Take Them for a Physical
Your teen’s primary doctor is someone who can help determine whether these symptoms are caused by a physical problem or a mental health issue, such as depression. There are some medical issues that can mimic depression. For example, a low-functioning thyroid can cause lethargy, weight gain, and trouble focusing in school. Chronic fatigue syndrome can cause sleeping too much, muscle aches, and headaches.
Your child’s doctor will probably want to run some blood tests to check for vitamin deficiencies. Vitamin D deficiency can cause depression-like symptoms and is easily remedied with a vitamin D supplement. Particularly if you live in a northern state or if your teen does not spend much time outdoors (or if he or she wears sunscreen every day, all day), they might be at risk for a vitamin D deficiency.
Talk to Them About Their Feelings
Talk to your depressed teenager about how he or she is feeling. Make sure that you ask questions and don’t assume. Also, avoid being judgmental. Keep in mind you might not see a rational reason for your teen’s depression; mental health issues are not able to be rationalized away. Avoid trying to offer solutions for your teen’s feelings. Just let him or her talk.
While many parents are hesitant to broach the topic, ask your teen if he or she has ever thought they wanted to harm themselves or thought about suicide. Opening up this topic for discussion is not going to plant a seed of thought; instead, it will allow your teen to talk about whether he or she has considered self-harm or suicide. You might be shocked if they say yes; try not to panic. If your teen is currently suicidal or is in immediate danger, then seek emergency mental health services. You can call the National Suicide Prevention Lifeline or 911, or you can go to the nearest emergency room. Most of the time, however, fleeting thoughts of suicide are something that needs to be evaluated promptly by a mental health professional but not an immediate emergency. Take the steps necessary to keep your child safe by making sure that they don’t have access to firearms and other weapons.
Educate Yourself About Common Misconceptions
There are many myths and misconceptions surrounding depression and other mental health issues. It’s important to educate yourself so you can avoid assuming that these myths are true.
For example, many people believe that those with depression can simply stay busy and stop thinking about it. This is not the case. Others might think that depression is just sadness about an event. While sometimes a traumatic event or a great loss can trigger depression, a lot of the time it develops for unknown reasons.
Knowing more about depression will help you to support your depressed teenager and it will also help you avoid saying things that can make your teen feel worse. For example, telling your teen that they just need to think more positively or that they need to get out more can put the blame on them, which can just make matters worse.

Work instruction 1
List the three options the passage on teen depression gives for getting help when a teen is currently suicidal or in immediate danger.
Work instruction 2
In the passage on teen depression, which condition can cause sleeping too much, muscle aches, and headaches?

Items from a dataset
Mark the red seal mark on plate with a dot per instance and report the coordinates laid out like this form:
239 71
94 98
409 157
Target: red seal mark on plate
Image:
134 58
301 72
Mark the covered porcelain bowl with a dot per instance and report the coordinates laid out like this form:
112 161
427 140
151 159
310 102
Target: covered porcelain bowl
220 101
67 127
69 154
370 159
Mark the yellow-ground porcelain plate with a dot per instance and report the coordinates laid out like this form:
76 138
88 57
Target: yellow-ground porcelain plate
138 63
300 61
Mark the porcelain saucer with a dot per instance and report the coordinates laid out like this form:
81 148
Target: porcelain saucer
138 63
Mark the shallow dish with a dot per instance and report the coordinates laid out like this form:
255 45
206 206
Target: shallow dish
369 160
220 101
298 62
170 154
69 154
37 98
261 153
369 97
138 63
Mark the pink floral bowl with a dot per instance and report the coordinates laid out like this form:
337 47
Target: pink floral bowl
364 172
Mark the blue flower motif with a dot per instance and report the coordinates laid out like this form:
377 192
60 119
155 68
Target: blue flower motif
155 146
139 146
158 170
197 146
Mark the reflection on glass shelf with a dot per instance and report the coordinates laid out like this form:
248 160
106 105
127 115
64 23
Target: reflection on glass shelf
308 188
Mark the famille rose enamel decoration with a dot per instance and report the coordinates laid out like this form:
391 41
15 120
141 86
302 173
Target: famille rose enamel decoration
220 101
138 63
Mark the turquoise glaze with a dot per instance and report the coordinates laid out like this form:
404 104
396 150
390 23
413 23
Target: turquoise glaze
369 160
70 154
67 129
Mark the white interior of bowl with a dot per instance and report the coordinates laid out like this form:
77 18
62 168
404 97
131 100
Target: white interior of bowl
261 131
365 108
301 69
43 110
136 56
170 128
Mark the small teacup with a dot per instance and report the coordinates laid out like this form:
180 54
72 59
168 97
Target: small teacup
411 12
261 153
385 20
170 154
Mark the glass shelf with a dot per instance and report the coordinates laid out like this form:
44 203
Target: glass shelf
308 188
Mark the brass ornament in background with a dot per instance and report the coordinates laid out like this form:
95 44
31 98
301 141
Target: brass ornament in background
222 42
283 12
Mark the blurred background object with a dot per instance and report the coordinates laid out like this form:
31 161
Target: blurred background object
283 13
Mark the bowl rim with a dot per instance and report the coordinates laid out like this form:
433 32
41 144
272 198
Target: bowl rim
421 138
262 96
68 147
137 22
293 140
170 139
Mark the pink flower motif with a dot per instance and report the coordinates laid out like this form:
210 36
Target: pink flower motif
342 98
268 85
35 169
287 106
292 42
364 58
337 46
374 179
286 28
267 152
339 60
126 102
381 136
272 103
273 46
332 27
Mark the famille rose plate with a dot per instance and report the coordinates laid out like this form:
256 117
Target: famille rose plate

Your response 1
- Call the National Suicide Prevention Lifeline
- Call 911
- Go to the nearest emergency room

Your response 2
Chronic fatigue syndrome